▸ DATA FOR THIS TASK:
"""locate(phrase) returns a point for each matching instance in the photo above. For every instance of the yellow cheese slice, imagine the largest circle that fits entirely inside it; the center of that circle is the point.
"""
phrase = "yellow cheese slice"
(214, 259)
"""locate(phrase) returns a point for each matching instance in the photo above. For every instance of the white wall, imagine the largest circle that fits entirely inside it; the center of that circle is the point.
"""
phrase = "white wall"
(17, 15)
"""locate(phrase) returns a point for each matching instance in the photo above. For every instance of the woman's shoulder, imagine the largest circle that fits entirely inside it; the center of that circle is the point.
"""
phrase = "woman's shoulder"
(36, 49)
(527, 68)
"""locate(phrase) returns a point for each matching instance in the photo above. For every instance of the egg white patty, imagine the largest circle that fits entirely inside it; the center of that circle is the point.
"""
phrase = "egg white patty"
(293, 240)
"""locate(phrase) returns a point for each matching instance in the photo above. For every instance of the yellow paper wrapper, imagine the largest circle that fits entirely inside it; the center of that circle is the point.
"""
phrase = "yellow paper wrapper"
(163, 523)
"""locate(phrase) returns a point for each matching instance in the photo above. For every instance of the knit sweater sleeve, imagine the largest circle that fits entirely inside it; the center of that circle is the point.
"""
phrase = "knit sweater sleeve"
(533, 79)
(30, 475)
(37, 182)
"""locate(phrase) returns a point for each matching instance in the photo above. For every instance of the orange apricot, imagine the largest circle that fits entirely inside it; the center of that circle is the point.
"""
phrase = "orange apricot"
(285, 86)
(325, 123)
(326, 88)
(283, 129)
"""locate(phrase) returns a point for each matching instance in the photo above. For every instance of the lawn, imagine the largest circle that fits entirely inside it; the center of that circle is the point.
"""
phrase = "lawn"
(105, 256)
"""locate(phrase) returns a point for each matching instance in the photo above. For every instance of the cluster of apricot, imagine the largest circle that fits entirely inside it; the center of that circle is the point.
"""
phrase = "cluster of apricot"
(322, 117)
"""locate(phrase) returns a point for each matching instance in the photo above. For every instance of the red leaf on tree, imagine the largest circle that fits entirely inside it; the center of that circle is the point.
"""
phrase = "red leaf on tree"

▸ AIM OF THE TASK:
Please reproduce the entire listing, exactly as shown.

▸ FULL ANSWER:
"""locate(phrase) returns a point for each matching instance in the photo above. For every instance of the yellow cheese slice, imagine the largest circle that fits entirely inside it; the center of that circle is the point.
"""
phrase = "yellow cheese slice"
(214, 259)
"""locate(phrase) returns a point for each matching instance in the photo above. For every instance of the white wall, imagine the largest circle that fits entirely inside it; the center of that circle is the point.
"""
phrase = "white wall"
(17, 15)
"""locate(phrase) returns a point for each matching instance in the photo above. For every instance of the woman's shoulder, imagine the largest circle that fits entirely inside it; the center of that circle is the point.
"""
phrase = "woman's shoulder"
(36, 49)
(527, 68)
"""locate(phrase) returns a point for each matching instance in the photo above. For every instance of the egg white patty, imagine the largest circle that fits entirely inside it; the center of that circle is the point.
"""
phrase = "egg white patty"
(293, 240)
"""locate(phrase) returns a point for each matching instance in the photo above. For every instance of the yellow paper wrapper, imagine the largest circle that fits entirely inside it; the center of that circle is the point.
"""
phrase = "yellow paper wrapper"
(163, 523)
"""locate(phrase) returns a point for each matching instance in the photo above. For every instance of the knit sweater sleeve, imagine the largest circle that fits entirely inside it; the center of that circle is the point.
"""
phrase = "knit sweater sleeve"
(533, 79)
(30, 475)
(37, 182)
"""locate(phrase) returns a point for each matching instance in the photo above. For every instance of the orange apricot, imagine the largest circle that fits entirely inside it; the center of that circle is the point.
"""
phrase = "orange apricot"
(285, 86)
(325, 123)
(326, 88)
(283, 129)
"""locate(phrase) returns a point for each matching instance in the photo above. For every instance of the lawn, imagine the largest circle that fits entirely inside it; the center of that circle is the point.
"""
phrase = "lawn"
(105, 256)
"""locate(phrase) returns a point for each matching instance in the photo above. For every instance of the cluster of apricot, imagine the largest circle that fits entirely inside it; the center of that circle is the point.
"""
phrase = "cluster of apricot"
(322, 117)
"""locate(phrase) returns a point for each matching instance in the photo above. For every instance of the red leaf on tree, imagine the largest circle that fits entirely inside it; the center of that circle is the point.
"""
phrase = "red leaf on tree"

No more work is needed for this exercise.